You can have one Elastic IP associated with a running instance at no charge.
If you associate additional Elastic IPs with that instance, you will be charged for each additional Elastic IP associated with that instance per hour on a pro rata basis. Additional Elastic IPs are only available in Amazon VPC.
Additionally, data transfer may be charged depending on the amount of data transferred and the region of the instances.  
Note that if an Elastic IP is released, it cannot be associated with the account again without being charged for additional allocation.
The hourly rate for an Elastic IP varies by region, and you can find the current rate in the AWS pricing page.  

Here’s a quick review for Elastic IP charges in the case it’s not associated with a running instance or when it’s associated with a stopped instance or unattached network interface
in us-east-1 (N. Virginia) Region:

  • $0.005 per additional IP address associated with a running instance per hour on a pro rata basis
  • $0.005 per Elastic IP address not associated with a running instance per hour on a pro rata basis
  • $0.00 per Elastic IP address remap for the first 100 remaps per month
  • $0.10 per Elastic IP address remap for additional remaps over 100 per month

    Note:  
    “Remap” refers to the process of reassociating an Elastic IP address with a different EC2 instance or a Network Load Balancer. It is useful in case of failure of an instance or availability zone, where an Elastic IP address can quickly be reassociated with a running instance in another availability zone, without having to update DNS records. This allows you to maintain the same IP address for your service and avoid disruptions to your customers, instead of having to wait for DNS propagation.

So, let’s say you have 50 unattached Elastic IP addresses associated with your account,  
you might be paying 50 x (24 hours x 30 days in month) x $0.005 = $180 a month for these unused resources.

How to Find and Release Unattached Elastic IPs

It's important to be aware of unattached Elastic IPs, especially if you are using the older EC2-Classic service. When an EC2 instance is stopped, the associated Elastic IP will be disassociated and will incur hourly charges if not manually released. Additionally, having multiple Elastic IPs set to be associated with the same EC2 instance can also result in unattached addresses.

Finding and Releasing Unattached Elastic IPs via AWS Console

To find and release an Elastic IP using the console:

  1. Open Amazon EC2 console.
  1. In the navigation pane, choose Elastic IPs.
  1. Identify all IP addresses with no associated instance ID – that is, those with a blank value for “Associated Instance ID”
    (An Elastic IP without an “Associated Instance ID” but with an “Association ID”, means the Elastic IP is associated with a NAT Gateway.
  1. Select the Elastic IP address to release and choose Actions, Release Elastic IP addresses.
  1. Choose Release.
AWS Console screenshot - Release Elastic IP Addresses

Finding and Releasing Unattached Elastic IPs via AWS CLI

  1. To find a specific Elastic IP or all of your Elastic IPs, you should use the describe-addresses command.
    To find unattached Elastic IPs you should use the following command while using a JMESPath expression:
aws ec2 describe-addresses --filters "Name=domain,Values=vpc" --query "Addresses[?AssociationId==null]"  

The --query option is used to filter the results further, so that only Elastic IPs that are not currently associated with any instances or load balancers are returned.

In case you’re using EC2-Classic, you may need to use the following command:

aws ec2 describe-addresses --query "Addresses[?InstanceId==null]"

**Problems to solve:**
1. In the Elastic IP text, rewrite the paragraph beginning "It's important to be aware of unattached Elastic IPs" as a short bulleted list that keeps its main facts.
2. Using the Elastic IP text, answer these:
(a) In the us-east-1 (N. Virginia) Region, what does each Elastic IP address remap cost once a month's remaps go over 100?
(b) Which command does the text give for finding a specific Elastic IP or all of your Elastic IPs?
(c) What does it mean when an Elastic IP has an "Association ID" but no "Associated Instance ID"?
3. Can you carry the Elastic IP text forward, starting after its last sentence?
The entries after the Elastic IP text come from a separate source.

**Dataset extract:**
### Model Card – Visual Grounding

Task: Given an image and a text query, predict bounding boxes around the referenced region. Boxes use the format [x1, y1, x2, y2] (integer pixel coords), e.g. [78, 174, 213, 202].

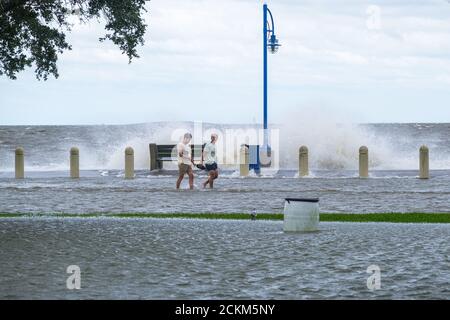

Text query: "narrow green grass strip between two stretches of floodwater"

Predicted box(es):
[0, 213, 450, 223]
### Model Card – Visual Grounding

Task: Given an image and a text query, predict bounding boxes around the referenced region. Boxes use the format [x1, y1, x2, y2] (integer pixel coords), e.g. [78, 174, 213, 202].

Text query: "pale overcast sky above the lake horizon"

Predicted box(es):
[0, 0, 450, 125]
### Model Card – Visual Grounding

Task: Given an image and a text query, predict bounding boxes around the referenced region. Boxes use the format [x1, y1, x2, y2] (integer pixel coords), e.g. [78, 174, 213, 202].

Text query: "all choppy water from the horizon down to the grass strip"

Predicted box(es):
[0, 122, 450, 213]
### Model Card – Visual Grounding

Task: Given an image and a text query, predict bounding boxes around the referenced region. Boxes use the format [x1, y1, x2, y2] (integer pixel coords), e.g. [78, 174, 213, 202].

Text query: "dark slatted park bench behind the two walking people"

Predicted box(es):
[149, 143, 205, 170]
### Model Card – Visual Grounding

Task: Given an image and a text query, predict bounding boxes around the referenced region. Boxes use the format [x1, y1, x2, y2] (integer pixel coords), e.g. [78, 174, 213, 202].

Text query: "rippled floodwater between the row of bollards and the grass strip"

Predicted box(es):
[0, 170, 450, 213]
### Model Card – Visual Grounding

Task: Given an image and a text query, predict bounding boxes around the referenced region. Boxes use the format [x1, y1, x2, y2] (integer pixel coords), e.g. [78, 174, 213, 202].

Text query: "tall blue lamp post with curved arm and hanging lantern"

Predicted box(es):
[262, 3, 281, 165]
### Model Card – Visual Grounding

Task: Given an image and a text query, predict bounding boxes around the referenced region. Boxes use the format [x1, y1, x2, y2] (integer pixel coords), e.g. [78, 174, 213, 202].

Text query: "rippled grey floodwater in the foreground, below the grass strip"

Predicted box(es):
[0, 218, 450, 299]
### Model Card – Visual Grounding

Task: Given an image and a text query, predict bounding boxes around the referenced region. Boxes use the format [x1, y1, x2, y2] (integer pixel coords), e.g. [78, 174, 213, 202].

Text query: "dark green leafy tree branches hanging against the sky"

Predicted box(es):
[0, 0, 147, 80]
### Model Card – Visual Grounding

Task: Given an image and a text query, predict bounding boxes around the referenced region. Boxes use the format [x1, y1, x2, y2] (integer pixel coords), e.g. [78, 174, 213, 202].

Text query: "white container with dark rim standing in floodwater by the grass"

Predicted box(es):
[284, 198, 319, 232]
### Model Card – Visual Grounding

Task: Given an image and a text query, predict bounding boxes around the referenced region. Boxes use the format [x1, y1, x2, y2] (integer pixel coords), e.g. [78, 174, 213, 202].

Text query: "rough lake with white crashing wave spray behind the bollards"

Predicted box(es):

**Response list:**
1.
- Watch for unattached Elastic IPs, especially on the older EC2-Classic service.
- Stopping an EC2 instance disassociates its Elastic IP, which then incurs hourly charges unless manually released.
- Setting multiple Elastic IPs to be associated with the same EC2 instance can also leave addresses unattached.

2.
(a) $0.10 per remap.
(b) The describe-addresses command.
(c) The Elastic IP is associated with a NAT Gateway.

3.
Notes:
#1 Elastic IPs that are not in a VPC do not have the ‘AssociationId’ property, but Elastic IPs in both VPC and EC2 Classic will output ‘InstanceId’.
#2 Elastic IPs are also attached to NAT gateways. In that case, ‘InstanceId’ value will be ‘null’, but ‘AssociationId’ is the field which will be present there in any scenario.
     So, it’s better to use ‘AssociationId’ to be sure that Elastic IP is in use or not.  

  1. To release unattached Elastic IPs, you should use the release-address command.
    The basic syntax of the command is as follows:
aws ec2 release-address --public-ip <public-ip>

Where <public-ip> is the Elastic IP address that you want to release.

The New & Easy Way: Find Unattached Elastic IPs with Lightlytics

With Lightlytics Architectural Standards you can easily find unattached Elastic IPs to be released using Lightlytics out-of-the-box Cost rules or you can create your own custom rules while using tags and various Elastic IP attributes.

Example architectural standard: Elastic IP not in use
This rule identifies any unattached (unused) Elastic IP addresses in your AWS account, so you can release (remove) them to lower the cost of your monthly AWS bill.
This rule can help you with the following compliance standards: MAS, NIST4
And also help you work with AWS Well-Architected Framework.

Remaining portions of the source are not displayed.